[[ READING PASSAGE, beginning ]]

CELEBRATING THE LIFE OF PAUL NEWMAN

(EDITOR’S NOTE: I am a huge, huge movie fan and Paul Newman is one of my all-time favourite actors, so when I saw this feature posted on Facebook by Turner Classic Movie, I had to share it with readers of BAHAMAS CHRONICLE and add it to my archives.)

Paul Leonard Newman (January 26, 1925 – September 26, 2008) was an American actor, voice actor, film director, producer, race car driver, IndyCar owner, entrepreneur, and philanthropist. He won and was nominated for numerous awards, winning an Academy Award for his performance in the 1986 film The Color of Money, a BAFTA Award, a Screen Actors Guild Award, a Cannes Film Festival Award, an Emmy Award, and many others. Newman’s other roles include the title characters in The Hustler (1961), Hud (1963), Harper (1966) and Cool Hand Luke (1967), as well as Butch Cassidy and the Sundance Kid (1969), The Life and Times of Judge Roy Bean (1972), The Sting (1973), and The Verdict (1982). He voiced Doc Hudson in the first installment of Disney-Pixar’s Cars as his final acting performance, with voice recordings being used in Cars 3 (2017).

[[ READING PASSAGE, end ]]
[[ GIVEN INFORMATION, beginning ]]

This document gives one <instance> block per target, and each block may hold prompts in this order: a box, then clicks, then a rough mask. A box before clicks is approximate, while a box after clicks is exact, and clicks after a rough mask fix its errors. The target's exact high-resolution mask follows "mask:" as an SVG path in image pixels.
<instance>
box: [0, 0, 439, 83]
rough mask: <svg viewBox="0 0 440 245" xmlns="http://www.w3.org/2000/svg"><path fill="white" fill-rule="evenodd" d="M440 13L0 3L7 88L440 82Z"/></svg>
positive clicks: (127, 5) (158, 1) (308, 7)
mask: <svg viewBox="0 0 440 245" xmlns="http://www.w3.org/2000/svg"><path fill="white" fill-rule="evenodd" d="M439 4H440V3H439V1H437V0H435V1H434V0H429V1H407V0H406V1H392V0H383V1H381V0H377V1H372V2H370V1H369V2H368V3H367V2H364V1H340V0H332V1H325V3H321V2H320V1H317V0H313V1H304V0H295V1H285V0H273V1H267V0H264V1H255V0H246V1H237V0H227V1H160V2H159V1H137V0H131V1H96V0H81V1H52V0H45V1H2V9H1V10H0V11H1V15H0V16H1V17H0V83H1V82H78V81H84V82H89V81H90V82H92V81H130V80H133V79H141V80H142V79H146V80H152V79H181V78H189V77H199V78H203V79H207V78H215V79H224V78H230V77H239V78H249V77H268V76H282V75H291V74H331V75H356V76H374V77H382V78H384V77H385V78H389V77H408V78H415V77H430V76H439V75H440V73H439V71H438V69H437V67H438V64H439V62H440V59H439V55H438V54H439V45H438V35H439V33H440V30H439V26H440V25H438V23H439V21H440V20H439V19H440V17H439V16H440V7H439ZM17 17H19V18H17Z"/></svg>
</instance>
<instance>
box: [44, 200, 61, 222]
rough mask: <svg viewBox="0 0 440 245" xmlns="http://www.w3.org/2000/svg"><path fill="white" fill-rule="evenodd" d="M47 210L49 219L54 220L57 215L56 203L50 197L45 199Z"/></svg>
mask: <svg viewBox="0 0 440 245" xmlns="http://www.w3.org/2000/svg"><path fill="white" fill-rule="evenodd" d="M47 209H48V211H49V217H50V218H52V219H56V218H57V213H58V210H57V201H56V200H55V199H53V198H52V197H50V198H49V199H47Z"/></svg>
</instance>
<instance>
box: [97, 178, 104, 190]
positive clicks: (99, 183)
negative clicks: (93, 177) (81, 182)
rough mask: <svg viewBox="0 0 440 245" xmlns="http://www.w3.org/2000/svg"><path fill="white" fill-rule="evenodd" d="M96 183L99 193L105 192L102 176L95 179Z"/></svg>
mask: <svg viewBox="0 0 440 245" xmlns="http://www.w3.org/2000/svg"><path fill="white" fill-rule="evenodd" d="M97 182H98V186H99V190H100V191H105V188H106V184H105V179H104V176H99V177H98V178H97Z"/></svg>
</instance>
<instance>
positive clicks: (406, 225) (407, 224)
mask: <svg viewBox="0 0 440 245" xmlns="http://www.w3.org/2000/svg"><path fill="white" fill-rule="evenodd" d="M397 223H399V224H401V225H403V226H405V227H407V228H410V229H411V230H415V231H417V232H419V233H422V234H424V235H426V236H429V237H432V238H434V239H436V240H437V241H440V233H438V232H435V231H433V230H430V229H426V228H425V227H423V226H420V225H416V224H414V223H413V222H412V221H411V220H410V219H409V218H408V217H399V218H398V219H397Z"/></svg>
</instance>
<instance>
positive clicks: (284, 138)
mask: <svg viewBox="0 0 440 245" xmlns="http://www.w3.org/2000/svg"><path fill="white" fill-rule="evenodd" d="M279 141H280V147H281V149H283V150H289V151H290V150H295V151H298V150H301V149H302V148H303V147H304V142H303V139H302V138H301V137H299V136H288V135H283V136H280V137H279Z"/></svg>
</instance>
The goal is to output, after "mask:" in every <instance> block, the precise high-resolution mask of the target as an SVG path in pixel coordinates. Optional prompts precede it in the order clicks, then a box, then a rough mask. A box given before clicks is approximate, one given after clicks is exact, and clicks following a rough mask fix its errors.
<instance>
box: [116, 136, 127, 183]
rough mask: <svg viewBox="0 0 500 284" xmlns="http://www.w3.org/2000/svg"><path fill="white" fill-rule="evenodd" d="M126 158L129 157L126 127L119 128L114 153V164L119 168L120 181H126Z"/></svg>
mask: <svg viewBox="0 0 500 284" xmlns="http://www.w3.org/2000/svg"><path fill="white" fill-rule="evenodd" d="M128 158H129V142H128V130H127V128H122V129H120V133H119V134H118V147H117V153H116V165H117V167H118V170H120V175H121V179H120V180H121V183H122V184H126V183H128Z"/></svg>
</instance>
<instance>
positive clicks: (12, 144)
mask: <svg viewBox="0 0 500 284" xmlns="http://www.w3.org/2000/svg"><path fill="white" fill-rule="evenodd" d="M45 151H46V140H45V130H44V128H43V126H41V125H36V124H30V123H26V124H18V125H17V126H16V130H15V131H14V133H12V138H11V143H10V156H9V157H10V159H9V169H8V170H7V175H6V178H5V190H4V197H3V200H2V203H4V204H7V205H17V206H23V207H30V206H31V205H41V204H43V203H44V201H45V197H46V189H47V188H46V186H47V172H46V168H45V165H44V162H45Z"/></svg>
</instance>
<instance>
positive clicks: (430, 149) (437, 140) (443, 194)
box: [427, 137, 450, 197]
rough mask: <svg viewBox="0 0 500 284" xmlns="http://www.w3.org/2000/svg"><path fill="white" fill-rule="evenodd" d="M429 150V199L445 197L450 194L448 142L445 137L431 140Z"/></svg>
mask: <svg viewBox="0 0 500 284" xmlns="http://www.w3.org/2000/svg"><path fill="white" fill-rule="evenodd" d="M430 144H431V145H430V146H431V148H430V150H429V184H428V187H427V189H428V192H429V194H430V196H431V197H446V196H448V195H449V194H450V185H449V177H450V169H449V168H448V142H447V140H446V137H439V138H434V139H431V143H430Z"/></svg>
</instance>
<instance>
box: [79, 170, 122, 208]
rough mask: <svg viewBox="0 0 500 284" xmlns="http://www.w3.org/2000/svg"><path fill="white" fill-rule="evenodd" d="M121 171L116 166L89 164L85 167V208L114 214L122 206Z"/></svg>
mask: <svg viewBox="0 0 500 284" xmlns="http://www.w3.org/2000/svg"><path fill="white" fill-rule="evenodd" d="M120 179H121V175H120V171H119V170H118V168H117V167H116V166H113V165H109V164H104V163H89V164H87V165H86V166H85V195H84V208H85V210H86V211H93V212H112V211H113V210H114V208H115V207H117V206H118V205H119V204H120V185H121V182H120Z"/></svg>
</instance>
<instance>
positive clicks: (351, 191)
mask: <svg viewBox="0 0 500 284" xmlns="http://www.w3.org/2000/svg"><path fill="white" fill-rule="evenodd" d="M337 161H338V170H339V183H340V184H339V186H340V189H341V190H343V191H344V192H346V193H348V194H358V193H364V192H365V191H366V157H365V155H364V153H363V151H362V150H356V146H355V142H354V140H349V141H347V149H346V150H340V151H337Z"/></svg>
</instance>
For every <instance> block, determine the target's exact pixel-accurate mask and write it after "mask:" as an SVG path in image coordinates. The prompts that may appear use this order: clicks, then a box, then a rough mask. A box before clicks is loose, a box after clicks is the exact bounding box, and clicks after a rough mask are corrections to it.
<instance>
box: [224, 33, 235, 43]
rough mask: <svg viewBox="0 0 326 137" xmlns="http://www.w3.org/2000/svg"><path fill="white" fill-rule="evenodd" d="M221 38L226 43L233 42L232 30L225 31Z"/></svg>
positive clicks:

[[ GIVEN INFORMATION, end ]]

*TRY IT*
According to the Paul Newman piece, in which films did Newman play the title character? These lines have nothing to do with the Paul Newman piece.

*OUTPUT FOR THIS TASK*
The Hustler (1961), Hud (1963), Harper (1966), and Cool Hand Luke (1967).